## Exercise details
Gather every line in the items below that contains the string "hose" and copy each one in full. Matches must have the same case.
[START]
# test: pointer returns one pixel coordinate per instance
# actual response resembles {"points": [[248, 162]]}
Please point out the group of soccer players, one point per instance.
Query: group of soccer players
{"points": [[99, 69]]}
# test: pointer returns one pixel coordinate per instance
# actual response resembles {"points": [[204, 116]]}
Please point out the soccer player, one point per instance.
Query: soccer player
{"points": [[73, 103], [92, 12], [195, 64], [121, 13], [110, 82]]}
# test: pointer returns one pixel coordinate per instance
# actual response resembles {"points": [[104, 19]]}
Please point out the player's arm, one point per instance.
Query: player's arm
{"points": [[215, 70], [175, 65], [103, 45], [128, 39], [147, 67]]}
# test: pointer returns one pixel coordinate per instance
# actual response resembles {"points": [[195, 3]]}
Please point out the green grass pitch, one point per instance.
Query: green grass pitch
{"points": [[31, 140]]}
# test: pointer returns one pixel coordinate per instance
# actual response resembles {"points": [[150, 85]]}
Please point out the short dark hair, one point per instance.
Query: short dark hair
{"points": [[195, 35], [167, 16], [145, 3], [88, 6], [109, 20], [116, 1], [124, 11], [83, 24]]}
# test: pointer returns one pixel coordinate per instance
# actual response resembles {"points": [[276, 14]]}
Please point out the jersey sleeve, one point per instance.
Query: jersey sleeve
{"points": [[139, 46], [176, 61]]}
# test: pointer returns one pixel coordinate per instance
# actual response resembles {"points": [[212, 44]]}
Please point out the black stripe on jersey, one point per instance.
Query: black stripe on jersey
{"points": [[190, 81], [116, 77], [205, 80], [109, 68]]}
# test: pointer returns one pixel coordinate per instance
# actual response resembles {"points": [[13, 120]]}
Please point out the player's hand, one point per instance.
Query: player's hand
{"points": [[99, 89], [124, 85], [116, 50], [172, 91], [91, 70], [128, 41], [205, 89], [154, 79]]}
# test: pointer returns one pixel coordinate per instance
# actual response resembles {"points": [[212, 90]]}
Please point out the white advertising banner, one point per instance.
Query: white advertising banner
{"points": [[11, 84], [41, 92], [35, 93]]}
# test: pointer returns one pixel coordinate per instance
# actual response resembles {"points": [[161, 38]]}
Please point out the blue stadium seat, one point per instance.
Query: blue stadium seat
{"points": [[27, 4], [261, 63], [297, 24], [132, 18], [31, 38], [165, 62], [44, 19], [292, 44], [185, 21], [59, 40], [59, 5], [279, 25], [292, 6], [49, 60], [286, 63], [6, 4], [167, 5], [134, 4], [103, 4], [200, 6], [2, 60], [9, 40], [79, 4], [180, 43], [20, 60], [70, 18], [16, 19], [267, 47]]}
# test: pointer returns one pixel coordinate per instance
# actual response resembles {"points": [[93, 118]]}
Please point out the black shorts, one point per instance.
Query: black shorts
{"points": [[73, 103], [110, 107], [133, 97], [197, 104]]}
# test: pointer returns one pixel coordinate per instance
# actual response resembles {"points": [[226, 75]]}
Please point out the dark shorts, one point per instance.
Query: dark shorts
[END]
[START]
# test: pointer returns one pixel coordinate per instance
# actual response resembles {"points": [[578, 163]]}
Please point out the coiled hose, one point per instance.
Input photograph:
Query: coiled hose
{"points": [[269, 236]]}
[END]
[START]
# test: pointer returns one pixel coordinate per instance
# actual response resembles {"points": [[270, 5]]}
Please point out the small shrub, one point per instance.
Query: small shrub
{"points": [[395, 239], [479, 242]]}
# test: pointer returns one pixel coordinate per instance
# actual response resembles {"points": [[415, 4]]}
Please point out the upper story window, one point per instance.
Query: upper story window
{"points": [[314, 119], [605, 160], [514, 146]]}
[END]
## Written reply
Please point out the coiled hose, one point per instance.
Query: coiled hose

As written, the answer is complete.